- _What is being asked_
Working line by line, output the entries below exactly as they appear.

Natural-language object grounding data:
::::

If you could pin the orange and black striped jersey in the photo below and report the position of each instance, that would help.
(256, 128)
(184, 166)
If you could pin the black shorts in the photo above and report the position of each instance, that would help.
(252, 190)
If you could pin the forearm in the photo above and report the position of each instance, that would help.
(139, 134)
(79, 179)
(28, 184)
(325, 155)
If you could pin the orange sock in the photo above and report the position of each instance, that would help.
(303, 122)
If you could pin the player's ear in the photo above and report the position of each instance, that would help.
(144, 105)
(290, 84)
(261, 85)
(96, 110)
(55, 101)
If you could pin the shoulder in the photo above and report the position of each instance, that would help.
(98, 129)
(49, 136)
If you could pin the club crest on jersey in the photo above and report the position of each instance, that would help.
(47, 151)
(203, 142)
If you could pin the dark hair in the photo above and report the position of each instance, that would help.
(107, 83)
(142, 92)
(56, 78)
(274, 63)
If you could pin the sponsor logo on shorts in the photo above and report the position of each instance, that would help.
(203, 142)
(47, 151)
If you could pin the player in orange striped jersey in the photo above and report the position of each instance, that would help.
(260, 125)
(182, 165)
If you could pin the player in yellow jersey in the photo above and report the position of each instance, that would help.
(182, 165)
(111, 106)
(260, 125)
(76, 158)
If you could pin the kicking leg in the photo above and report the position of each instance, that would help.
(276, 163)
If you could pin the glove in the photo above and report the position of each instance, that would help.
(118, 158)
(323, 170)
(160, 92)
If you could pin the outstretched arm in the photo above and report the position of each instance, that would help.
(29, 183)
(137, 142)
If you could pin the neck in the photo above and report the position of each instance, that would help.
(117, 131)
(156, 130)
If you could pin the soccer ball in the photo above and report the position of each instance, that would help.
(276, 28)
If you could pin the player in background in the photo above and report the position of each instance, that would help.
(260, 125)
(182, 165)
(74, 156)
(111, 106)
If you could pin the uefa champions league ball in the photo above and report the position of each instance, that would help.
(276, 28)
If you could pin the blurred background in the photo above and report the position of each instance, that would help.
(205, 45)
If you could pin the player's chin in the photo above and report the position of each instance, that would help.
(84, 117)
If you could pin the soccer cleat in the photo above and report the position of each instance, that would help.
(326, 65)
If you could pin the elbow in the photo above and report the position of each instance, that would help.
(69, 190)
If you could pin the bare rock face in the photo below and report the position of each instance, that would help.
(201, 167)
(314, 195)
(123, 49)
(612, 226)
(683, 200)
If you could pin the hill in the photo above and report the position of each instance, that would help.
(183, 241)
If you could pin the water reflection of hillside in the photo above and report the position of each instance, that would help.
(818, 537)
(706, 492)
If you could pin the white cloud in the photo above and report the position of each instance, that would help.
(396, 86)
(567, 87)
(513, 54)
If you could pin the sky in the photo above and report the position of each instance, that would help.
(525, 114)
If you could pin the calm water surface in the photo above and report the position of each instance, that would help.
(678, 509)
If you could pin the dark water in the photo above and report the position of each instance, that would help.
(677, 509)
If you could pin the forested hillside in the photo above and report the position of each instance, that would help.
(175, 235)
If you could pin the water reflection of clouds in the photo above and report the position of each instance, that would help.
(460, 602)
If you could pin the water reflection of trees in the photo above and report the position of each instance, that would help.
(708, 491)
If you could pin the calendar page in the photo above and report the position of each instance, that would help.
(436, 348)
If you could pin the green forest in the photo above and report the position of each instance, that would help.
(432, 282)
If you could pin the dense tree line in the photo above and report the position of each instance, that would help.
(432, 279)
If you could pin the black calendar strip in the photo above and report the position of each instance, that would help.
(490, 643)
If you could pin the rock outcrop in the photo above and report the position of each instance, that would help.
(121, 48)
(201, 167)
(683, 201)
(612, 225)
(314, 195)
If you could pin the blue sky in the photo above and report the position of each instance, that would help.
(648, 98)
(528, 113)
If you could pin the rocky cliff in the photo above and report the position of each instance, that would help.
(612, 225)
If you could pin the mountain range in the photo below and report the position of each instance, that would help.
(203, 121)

::::

- _Solution_
If you could pin the orange and black striped jersey in the photo below and report the position of each instance, that would help.
(256, 128)
(184, 166)
If you could pin the black shorts in the photo above and report the position of each instance, that would help.
(252, 190)
If you could pin the forearm in the photo above and report the position of each instance, that would help.
(139, 134)
(79, 179)
(28, 184)
(325, 155)
If you could pin the orange sock in the photo above and report the position of each instance, that would help.
(303, 122)
If you could pin the player's ear in the photo above and report the position of each instance, that would help.
(144, 105)
(290, 84)
(261, 85)
(96, 110)
(55, 101)
If you could pin the shoulder in the photo above and report the position of each instance, that would help.
(98, 129)
(49, 136)
If you could pin the club crest on jersey in the photo above and report the position of each instance, that would help.
(47, 151)
(203, 142)
If you could pin the dark hair in the photo above and report the position of each instance, that would help.
(107, 83)
(142, 92)
(56, 78)
(274, 63)
If you could pin the sponsor logo on shorts in the photo above and report the position of each instance, that would help.
(203, 142)
(47, 151)
If you could pin the player in orange striped jersey in the photo above and report the position of each instance, that would help.
(260, 125)
(182, 165)
If you could pin the player in yellow jersey in the photo above and report the position of each instance, that would help.
(182, 165)
(111, 106)
(260, 125)
(76, 158)
If you could pin the kicking leg in the photo above and report the position of each instance, that would help.
(276, 163)
If you could pin the glove in the photo above and report the position of each instance, that would help.
(118, 158)
(323, 170)
(160, 92)
If you could pin the outstretched arm in the photo above and report the position of each instance, that would help.
(29, 183)
(137, 142)
If you could pin the neck in the photo above and report the position of each instance, that would help.
(117, 131)
(156, 130)
If you could pin the soccer ball in the photo above and report the position of each instance, that would help.
(276, 28)
If you could pin the player in background in the photo above and report the position of each instance, that would help.
(260, 125)
(182, 165)
(74, 156)
(111, 106)
If you could pin the uefa champions league ball in the photo above and report the position of each instance, that would help.
(276, 28)
If you could pin the blurred background in the photo above and report the position of each instance, that would help.
(205, 45)
If you could pin the player's chin in the photo above and report the position of each instance, that would help.
(84, 117)
If you could pin the soccer cleat in the photo above and report the position of each instance, that would help.
(326, 65)
If you could pin the elbow in the photo above and report the position of each instance, that would help.
(69, 190)
If you could pin the bare rock face in the photo below and report the position of each instance, that would help.
(201, 167)
(314, 195)
(123, 49)
(612, 226)
(683, 200)
If you could pin the hill in the photo above and report the position of each instance, that would help.
(183, 241)
If you could pin the water reflection of hillside in the photo above and report the position of each instance, that would help.
(818, 537)
(706, 492)
If you could pin the white cloud in the photo above and report the position of each instance, that would help.
(396, 86)
(567, 87)
(513, 54)
If you could pin the sky in the photo above and report the position of each instance, that would help.
(525, 114)
If you could pin the calm water surface in the photo above and report the position of each instance, that would help.
(678, 509)
If you could pin the dark water in the photo above and report the position of each instance, that would help.
(677, 509)
If you could pin the forested hillside in the photo above and report the position of each instance, that would help.
(175, 235)
If you could pin the water reflection of clouds in the photo above and report the position of each instance, that would help.
(460, 602)
If you could pin the water reflection of trees in the photo above and report the position of each instance, that would help.
(708, 491)
If you could pin the calendar page in the photo above and report the position of each instance, that would help.
(436, 348)
If you could pin the green forest in the photo above and report the position of each instance, that would help.
(432, 282)
If you could pin the dense tree line in the photo above and report the position of each instance, that would help.
(432, 279)
If you could pin the black calendar strip in the photo above and report the position of each instance, that would help.
(490, 643)
If you could pin the rock outcrop in the photo above and report the position of each instance, that would help.
(121, 48)
(201, 167)
(683, 201)
(612, 225)
(314, 195)
If you could pin the blue sky in the photo above and report the position of each instance, that would help.
(648, 98)
(528, 113)
If you could pin the rocky cliff in the photo above and report the position of each instance, that would help.
(612, 225)
If you could pin the mountain range in the photo below and report the position of each instance, that would help.
(203, 121)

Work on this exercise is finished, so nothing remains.